* **Kurzaufgabe 1**: Liste alle Spieler auf, die laut Artikel nach der Halbzeitpause die Viererkette bildeten.

Sooo erleichtert: Stürmer Marco Bode nach seinem 1:0 gegen Kamerun. (Foto: N/A)

Pure Erleichterung

Wäre Shizuokas Stadion-Putzkolonne alsbald im Innenraum erschienen, Rudi Völler hätte wahrscheinlich jeden Einzelnen umarmt, so wie er jedem seiner Spieler, jedem Betreuer und jedem Stabsmitglied um den Hals fiel. Es war die pure Erleichterung eines Mannes, der nahe am Abgrund balanciert hatte. Hinterher war Völler so nass und verschwitzt, als ob er mitgespielt und dabei 20 Kilo verloren hätte. Am Eingang zur Kabine verteilte dann noch ein weiterer Deutscher Glückwünsche: Carsten Ramelow, der dem Unglück entgangen war, als Versager der Nation verdammt zu werden. Dabei traf ihn zwar persönliche Schuld für sein Spiel - aber auch der zweifelhafte Bann des spanischen Referees Antonio Lopez Nieto, der bei seinem grotesken Amoklauf in Gelb einen WM-Rekord aufstellte, indem er 16 Gelbe Karten austeilte.

Das Ergebnis war ein kleines Wunder, doch das überraschende Aufbäumen folgte außer dem fußballtypischen Kräfteschub für eine Mannschaft in Unterzahl, dem Zugewinn "an Kampf, Mentalität, Einstellung, unseren typischen Tugenden" (Oliver Kahn) einem klugen Plan der Trainer. In der Halbzeitpause korrigierte Völler nahezu alle Unzulänglichkeiten im System, ersetzte Jancker durch Bode - der prompt das entscheidende 1:0 erzielte (50.) - und die wacklige Abwehrformation durch eine Viererkette, in der Ziege (links) und Frings (rechts) die Außenposten besetzten, Linke und Metzelder die Innenverteidigung erledigten.

Auf einmal stimmte die Ordnung

Plötzlich hatte Deutschlands Team eine stabile Deckung und eine klare Ordnung bis in die einzige Sturmspitze, und so war es kein Widerspruch, wie Kameruns deutscher Trainer Winfried Schäfer die Niederlage begründete: "Der Knackpunkt kam mit der Roten Karte für Ramelow." Der Betroffene stimmte da im Prinzip zu: "Diesmal war es eine Initialzündung."

* **Eingabedaten**:
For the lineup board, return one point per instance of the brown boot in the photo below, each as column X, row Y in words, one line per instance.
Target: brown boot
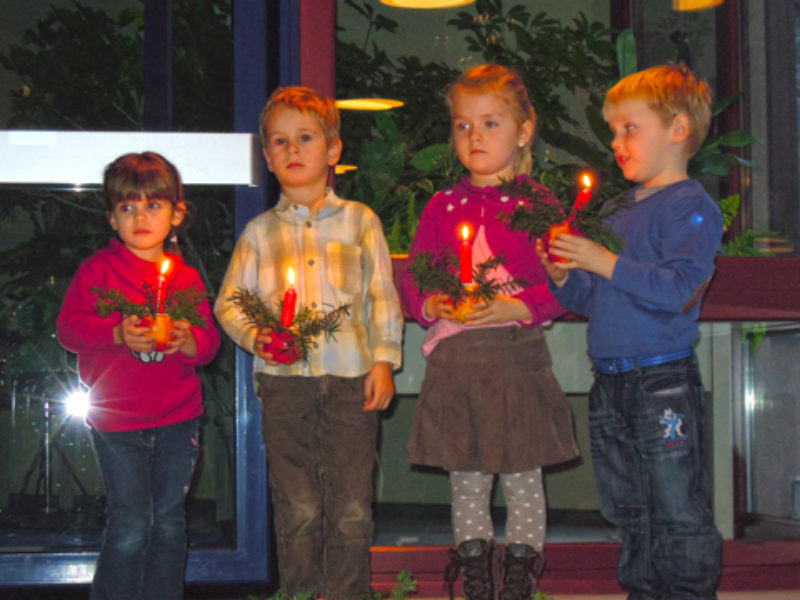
column 522, row 567
column 473, row 558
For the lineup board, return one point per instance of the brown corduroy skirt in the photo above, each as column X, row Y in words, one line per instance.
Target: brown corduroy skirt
column 490, row 403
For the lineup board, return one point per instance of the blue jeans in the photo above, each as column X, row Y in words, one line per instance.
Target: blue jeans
column 647, row 438
column 146, row 475
column 321, row 447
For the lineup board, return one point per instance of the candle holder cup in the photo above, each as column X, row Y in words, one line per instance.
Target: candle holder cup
column 283, row 348
column 466, row 306
column 160, row 328
column 552, row 233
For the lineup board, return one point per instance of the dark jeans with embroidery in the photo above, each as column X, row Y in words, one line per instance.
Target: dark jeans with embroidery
column 321, row 447
column 146, row 474
column 647, row 437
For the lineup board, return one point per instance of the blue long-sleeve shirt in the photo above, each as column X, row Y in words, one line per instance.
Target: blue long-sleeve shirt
column 671, row 238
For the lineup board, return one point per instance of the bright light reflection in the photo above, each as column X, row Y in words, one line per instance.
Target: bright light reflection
column 77, row 403
column 368, row 104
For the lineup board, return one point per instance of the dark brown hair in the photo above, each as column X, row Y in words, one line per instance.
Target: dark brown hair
column 148, row 173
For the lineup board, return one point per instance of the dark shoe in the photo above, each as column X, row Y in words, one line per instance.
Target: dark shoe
column 522, row 567
column 473, row 558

* **Kurzaufgabe 2**: Schreibe aus den Datensätzen die Zeilen von der Zeile mit „of the candle“ bis zur Zeile mit „column 671, row 238“ wortgetreu ab, beide Zeilen eingeschlossen.

* **Ausgabe 1**: Ziege, Frings, Linke, Metzelder

* **Ausgabe 2**:
For the lineup board, return one point per instance of the candle holder cup in the photo above, each as column X, row Y in words, one line per instance.
Target: candle holder cup
column 283, row 348
column 466, row 306
column 160, row 328
column 552, row 233
For the lineup board, return one point per instance of the dark jeans with embroidery in the photo above, each as column X, row Y in words, one line per instance.
Target: dark jeans with embroidery
column 321, row 447
column 146, row 474
column 647, row 437
For the lineup board, return one point per instance of the blue long-sleeve shirt in the photo above, each as column X, row Y in words, one line per instance.
Target: blue long-sleeve shirt
column 671, row 238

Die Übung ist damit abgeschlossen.